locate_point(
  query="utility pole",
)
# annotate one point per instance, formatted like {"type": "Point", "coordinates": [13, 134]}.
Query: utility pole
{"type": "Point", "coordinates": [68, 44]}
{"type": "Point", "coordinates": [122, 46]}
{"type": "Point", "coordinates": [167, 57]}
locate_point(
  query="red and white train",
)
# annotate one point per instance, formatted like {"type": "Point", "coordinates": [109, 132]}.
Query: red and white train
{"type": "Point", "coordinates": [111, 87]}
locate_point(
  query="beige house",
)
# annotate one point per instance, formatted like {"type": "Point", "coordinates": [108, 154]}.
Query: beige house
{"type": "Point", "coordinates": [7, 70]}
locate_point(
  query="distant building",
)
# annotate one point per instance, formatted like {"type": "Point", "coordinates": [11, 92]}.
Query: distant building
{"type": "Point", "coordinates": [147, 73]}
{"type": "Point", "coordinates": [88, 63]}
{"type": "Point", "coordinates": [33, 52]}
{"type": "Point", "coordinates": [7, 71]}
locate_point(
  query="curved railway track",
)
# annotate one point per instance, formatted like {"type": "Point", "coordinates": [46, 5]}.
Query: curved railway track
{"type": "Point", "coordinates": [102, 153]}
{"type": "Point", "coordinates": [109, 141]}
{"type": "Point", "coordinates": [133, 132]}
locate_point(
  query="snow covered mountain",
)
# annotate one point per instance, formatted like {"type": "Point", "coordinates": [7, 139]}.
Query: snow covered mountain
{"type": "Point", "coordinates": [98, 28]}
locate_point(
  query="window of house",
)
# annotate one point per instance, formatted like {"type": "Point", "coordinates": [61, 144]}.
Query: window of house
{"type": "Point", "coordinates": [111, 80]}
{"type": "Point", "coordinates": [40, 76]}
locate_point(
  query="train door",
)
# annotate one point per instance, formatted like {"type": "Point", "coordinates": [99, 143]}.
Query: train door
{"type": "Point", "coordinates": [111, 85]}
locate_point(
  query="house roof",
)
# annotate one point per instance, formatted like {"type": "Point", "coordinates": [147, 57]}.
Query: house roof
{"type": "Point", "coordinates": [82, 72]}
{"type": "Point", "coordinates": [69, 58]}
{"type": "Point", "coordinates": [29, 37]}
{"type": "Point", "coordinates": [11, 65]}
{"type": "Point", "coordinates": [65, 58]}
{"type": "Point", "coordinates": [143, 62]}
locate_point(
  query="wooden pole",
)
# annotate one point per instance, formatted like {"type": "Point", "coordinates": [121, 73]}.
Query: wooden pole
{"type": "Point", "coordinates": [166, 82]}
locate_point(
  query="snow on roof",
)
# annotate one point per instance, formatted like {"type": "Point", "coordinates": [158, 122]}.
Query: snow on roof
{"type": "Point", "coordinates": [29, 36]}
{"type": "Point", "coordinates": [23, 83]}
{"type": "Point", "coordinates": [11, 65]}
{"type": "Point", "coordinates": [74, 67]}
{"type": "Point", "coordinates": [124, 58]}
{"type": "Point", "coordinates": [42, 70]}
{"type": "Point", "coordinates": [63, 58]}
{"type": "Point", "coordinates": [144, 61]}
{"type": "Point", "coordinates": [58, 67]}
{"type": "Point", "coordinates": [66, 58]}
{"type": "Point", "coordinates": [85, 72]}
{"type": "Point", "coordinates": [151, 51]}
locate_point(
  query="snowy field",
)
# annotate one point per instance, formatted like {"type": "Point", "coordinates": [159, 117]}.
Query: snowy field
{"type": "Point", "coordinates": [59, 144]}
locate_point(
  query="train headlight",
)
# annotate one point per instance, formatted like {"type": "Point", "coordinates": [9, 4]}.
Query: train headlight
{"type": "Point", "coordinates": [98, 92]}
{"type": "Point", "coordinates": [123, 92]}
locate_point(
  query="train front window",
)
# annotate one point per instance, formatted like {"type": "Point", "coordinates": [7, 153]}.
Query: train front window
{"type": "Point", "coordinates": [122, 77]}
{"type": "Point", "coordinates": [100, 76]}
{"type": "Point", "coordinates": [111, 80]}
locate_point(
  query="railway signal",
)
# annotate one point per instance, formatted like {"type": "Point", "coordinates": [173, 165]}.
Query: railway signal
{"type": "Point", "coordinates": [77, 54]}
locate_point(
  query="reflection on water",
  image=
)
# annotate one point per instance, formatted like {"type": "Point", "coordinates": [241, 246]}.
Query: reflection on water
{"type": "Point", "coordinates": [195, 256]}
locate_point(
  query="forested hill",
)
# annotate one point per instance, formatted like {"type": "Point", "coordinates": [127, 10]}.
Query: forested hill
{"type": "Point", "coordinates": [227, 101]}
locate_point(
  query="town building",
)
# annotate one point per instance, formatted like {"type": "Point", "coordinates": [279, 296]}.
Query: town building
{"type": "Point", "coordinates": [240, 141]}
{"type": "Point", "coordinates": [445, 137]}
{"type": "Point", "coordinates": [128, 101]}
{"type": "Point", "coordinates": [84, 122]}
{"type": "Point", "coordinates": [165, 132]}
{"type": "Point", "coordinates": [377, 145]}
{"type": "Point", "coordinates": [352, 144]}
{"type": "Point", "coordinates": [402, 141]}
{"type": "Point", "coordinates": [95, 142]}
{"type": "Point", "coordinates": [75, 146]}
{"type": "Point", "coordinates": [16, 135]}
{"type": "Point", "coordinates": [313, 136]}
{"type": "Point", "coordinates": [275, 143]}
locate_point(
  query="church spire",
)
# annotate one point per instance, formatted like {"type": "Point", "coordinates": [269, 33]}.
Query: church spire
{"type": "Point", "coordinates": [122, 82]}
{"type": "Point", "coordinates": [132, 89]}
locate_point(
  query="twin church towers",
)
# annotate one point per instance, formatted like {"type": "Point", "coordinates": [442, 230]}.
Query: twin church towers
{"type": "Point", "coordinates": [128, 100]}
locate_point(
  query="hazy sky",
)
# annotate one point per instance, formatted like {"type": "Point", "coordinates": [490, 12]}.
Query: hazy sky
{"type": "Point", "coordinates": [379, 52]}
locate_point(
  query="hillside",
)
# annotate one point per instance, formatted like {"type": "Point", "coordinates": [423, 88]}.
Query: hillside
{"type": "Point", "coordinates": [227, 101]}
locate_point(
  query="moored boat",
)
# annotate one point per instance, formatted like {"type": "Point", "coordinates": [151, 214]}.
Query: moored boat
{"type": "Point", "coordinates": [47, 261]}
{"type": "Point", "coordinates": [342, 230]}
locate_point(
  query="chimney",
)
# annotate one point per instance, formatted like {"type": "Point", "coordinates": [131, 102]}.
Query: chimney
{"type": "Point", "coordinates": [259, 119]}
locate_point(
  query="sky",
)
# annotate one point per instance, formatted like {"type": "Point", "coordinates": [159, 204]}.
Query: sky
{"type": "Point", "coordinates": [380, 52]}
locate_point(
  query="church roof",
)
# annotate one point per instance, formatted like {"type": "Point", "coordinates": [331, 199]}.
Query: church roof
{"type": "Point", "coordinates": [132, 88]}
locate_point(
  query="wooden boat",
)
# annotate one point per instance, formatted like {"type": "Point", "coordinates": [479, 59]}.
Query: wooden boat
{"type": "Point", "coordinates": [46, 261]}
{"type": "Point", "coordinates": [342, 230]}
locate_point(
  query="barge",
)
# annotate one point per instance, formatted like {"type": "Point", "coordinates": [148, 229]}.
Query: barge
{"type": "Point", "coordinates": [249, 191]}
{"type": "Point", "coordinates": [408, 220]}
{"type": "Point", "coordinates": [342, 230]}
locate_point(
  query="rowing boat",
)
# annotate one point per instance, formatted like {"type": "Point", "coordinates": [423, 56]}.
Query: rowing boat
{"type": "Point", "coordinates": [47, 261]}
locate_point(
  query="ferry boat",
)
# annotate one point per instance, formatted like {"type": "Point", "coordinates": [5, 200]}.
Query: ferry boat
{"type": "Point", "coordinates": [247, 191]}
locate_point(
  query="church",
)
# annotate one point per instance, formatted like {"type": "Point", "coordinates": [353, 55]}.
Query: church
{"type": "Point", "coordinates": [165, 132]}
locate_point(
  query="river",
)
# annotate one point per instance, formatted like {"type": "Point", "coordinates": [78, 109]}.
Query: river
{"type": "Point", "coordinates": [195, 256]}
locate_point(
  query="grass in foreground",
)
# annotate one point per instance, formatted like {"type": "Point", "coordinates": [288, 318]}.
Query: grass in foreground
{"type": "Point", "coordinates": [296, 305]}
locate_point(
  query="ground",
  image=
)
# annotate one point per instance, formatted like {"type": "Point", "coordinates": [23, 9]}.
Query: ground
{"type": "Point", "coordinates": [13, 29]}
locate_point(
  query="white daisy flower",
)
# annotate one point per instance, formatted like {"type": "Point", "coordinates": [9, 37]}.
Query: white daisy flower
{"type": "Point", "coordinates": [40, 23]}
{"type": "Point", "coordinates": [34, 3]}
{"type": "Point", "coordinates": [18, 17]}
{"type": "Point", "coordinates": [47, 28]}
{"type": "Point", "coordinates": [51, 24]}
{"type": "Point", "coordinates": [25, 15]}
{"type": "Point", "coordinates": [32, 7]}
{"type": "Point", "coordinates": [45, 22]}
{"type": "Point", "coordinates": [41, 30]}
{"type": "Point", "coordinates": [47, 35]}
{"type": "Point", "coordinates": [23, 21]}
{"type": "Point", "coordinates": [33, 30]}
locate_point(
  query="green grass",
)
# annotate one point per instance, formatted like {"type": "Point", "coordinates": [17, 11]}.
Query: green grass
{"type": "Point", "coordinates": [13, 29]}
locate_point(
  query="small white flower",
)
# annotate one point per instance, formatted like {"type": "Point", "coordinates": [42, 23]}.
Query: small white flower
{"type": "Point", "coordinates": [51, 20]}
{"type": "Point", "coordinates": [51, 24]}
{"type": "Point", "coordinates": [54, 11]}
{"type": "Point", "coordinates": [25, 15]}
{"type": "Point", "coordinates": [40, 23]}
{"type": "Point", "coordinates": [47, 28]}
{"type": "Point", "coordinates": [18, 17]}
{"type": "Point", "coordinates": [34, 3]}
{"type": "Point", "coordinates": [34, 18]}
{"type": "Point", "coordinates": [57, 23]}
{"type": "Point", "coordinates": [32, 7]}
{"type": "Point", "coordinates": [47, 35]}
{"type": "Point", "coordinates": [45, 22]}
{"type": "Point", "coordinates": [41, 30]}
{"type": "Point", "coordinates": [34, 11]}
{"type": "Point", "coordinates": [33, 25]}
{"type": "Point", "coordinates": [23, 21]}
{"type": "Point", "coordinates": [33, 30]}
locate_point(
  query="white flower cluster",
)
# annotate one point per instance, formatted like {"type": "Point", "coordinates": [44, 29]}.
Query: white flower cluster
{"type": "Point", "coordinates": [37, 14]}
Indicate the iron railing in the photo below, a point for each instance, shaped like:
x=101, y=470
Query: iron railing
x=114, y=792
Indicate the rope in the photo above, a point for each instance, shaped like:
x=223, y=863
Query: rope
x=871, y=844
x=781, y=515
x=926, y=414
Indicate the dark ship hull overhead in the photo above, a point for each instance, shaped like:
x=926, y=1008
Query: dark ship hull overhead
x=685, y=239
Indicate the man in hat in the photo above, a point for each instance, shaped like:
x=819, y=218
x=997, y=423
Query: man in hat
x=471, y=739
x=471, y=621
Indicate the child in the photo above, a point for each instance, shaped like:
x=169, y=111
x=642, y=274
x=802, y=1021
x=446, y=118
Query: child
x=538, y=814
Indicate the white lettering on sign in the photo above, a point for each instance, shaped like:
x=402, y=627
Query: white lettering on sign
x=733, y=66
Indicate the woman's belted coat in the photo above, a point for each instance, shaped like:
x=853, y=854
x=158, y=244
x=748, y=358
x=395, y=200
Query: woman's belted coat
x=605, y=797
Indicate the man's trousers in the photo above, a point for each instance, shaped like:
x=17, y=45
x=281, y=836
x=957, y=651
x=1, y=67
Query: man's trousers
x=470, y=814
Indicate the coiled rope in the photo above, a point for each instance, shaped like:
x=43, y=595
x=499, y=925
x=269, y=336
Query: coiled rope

+ + + + +

▶ [Task to complete]: Exactly how many lines in the records above hold the string "coiled"? Reply with that number only.

▶ [Solution]: 2